[Position annotation entries]

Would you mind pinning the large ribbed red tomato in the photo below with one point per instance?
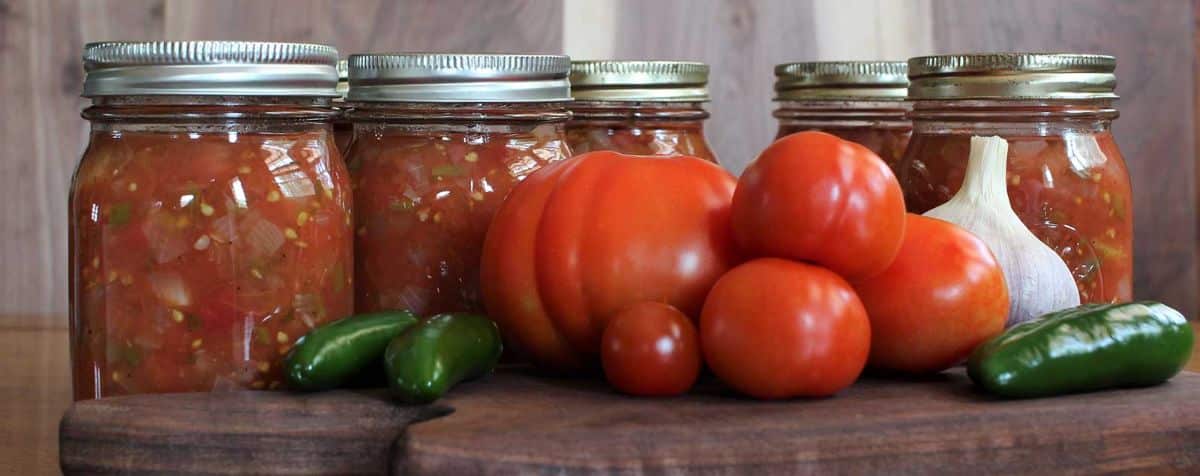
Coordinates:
(814, 197)
(585, 238)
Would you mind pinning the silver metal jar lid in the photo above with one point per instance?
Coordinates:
(343, 78)
(209, 68)
(457, 78)
(817, 80)
(640, 80)
(1013, 76)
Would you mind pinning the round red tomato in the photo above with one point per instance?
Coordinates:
(651, 349)
(582, 239)
(817, 198)
(779, 329)
(942, 295)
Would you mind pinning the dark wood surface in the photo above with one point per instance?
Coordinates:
(516, 423)
(334, 433)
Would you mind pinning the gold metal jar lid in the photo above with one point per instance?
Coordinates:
(840, 80)
(1013, 76)
(209, 68)
(343, 79)
(640, 80)
(459, 78)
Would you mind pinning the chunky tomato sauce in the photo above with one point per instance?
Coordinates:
(199, 258)
(1072, 191)
(424, 199)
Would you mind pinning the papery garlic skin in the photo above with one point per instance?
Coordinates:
(1038, 279)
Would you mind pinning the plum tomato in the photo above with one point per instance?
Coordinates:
(942, 296)
(817, 198)
(651, 349)
(778, 329)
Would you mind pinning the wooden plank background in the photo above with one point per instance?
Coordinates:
(42, 133)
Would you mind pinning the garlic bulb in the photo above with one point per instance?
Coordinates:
(1038, 279)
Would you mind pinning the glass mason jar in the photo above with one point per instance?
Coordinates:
(857, 101)
(209, 216)
(647, 108)
(1067, 179)
(439, 140)
(343, 130)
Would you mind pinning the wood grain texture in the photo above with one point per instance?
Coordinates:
(34, 392)
(520, 425)
(39, 390)
(516, 423)
(329, 433)
(1156, 131)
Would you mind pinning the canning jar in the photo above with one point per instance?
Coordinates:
(439, 140)
(647, 108)
(1067, 179)
(857, 101)
(209, 216)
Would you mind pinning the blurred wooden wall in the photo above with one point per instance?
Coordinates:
(42, 134)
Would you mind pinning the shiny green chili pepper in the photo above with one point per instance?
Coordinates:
(431, 357)
(1087, 348)
(337, 353)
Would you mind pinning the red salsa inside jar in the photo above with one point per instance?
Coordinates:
(1072, 191)
(439, 140)
(424, 199)
(199, 258)
(643, 108)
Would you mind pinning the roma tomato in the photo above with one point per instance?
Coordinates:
(817, 198)
(779, 329)
(582, 239)
(651, 349)
(942, 295)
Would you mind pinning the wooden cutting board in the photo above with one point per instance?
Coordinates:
(516, 423)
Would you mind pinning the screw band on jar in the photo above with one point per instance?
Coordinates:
(640, 80)
(209, 68)
(1013, 76)
(459, 78)
(831, 80)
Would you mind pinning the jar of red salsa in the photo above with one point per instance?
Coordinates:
(857, 101)
(209, 216)
(439, 140)
(1067, 179)
(647, 108)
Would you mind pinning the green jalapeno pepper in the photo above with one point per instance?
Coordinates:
(337, 353)
(1087, 348)
(431, 357)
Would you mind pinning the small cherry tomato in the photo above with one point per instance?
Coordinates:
(651, 349)
(816, 198)
(779, 329)
(943, 295)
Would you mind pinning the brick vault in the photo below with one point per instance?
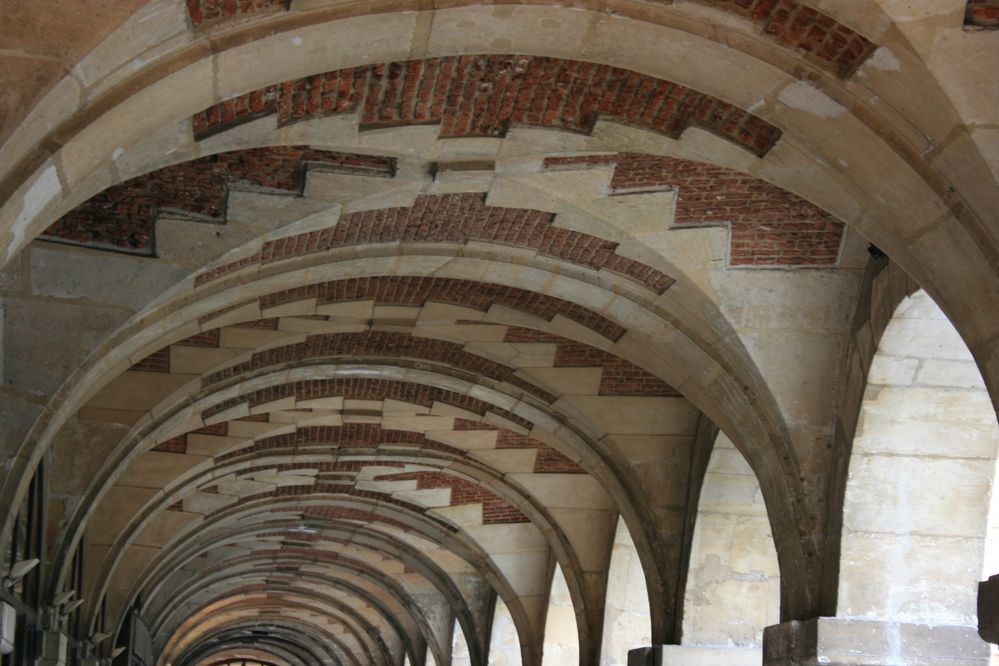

--- Short exercise ---
Put the entries from the line containing "Would you mind pinning the jar" through the end of the entries into a JSON list of strings, with one string per line and blank lines omitted. Exclude the pictures from the list.

--- Solution to the problem ---
[
  "Would you mind pinning the jar of red salsa in the photo above with one point per instance?",
  "Coordinates:",
  "(857, 101)",
  "(209, 216)",
  "(439, 140)",
  "(1067, 179)",
  "(647, 108)",
  "Would you mind pinning the green jalapeno pepper in the photo above with one point per instance?",
  "Coordinates:",
  "(337, 353)",
  "(1087, 348)",
  "(431, 357)",
  "Would you mind pinning the small cherry tomato in the photo above with one point per instance?",
  "Coordinates:",
  "(651, 349)",
  "(816, 198)",
  "(779, 329)",
  "(943, 295)",
  "Would you mind pinning the brick vault in the photo below with one point per instance?"
]